EXERCISE OBJECTIVE:
Print all the entries verbatim.

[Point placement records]
============
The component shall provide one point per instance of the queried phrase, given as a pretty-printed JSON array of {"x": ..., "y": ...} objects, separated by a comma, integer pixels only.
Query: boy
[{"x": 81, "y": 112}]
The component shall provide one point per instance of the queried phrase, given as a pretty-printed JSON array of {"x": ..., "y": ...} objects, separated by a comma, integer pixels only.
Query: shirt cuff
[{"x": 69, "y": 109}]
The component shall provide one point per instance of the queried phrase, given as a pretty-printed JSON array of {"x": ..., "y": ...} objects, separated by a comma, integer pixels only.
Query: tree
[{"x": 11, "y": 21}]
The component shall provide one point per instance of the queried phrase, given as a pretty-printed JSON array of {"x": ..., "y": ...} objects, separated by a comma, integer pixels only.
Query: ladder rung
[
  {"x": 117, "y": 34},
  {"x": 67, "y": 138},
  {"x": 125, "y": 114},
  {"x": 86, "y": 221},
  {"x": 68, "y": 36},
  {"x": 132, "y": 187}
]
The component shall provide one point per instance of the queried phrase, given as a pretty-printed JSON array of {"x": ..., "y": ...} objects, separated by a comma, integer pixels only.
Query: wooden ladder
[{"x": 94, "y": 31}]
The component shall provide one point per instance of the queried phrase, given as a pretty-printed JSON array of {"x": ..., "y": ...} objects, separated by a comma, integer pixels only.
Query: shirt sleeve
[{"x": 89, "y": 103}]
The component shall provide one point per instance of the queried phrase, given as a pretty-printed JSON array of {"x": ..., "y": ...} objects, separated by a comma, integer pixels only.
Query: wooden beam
============
EXERCISE ANSWER:
The component shall provide one point per instance of the queried phrase, given as a pretty-printed JSON array of {"x": ..., "y": ...} objects, separated by a comma, integer pixels only.
Query: boy
[{"x": 81, "y": 112}]
The component shall provide one point per instance of the queried phrase, given as a pretty-printed JSON array of {"x": ..., "y": ...} objects, separated by a comma, integer pixels only.
Query: shirt cuff
[{"x": 69, "y": 109}]
The component shall provide one point per instance of the queried phrase, given as a pretty-printed JSON array of {"x": ..., "y": ...} objects, separated by a comma, integer pixels only.
Query: tree
[{"x": 11, "y": 21}]
The component shall provide one point per instance of the queried phrase, given as a pretty-printed JSON array of {"x": ..., "y": ...} objects, separated by a comma, integer pixels only.
Query: ladder rung
[
  {"x": 117, "y": 34},
  {"x": 67, "y": 138},
  {"x": 125, "y": 114},
  {"x": 86, "y": 221},
  {"x": 68, "y": 36},
  {"x": 132, "y": 187}
]
The component shall provide one point per instance of the queried phrase, given as a pretty-printed JSON array of {"x": ..., "y": ...} objects, separated by a comma, integer pixels only.
Query: wooden ladder
[{"x": 94, "y": 31}]
The component shall provide one point per instance of the queried phrase, given as a pretty-printed JSON array of {"x": ..., "y": ...} objects, separated by a comma, integer pixels only.
Query: shirt sleeve
[{"x": 89, "y": 103}]
The component shall provide one point per instance of the queried phrase, given as a pretty-printed JSON array of {"x": ..., "y": ...} objects, separated by a comma, integer pixels only.
Query: wooden beam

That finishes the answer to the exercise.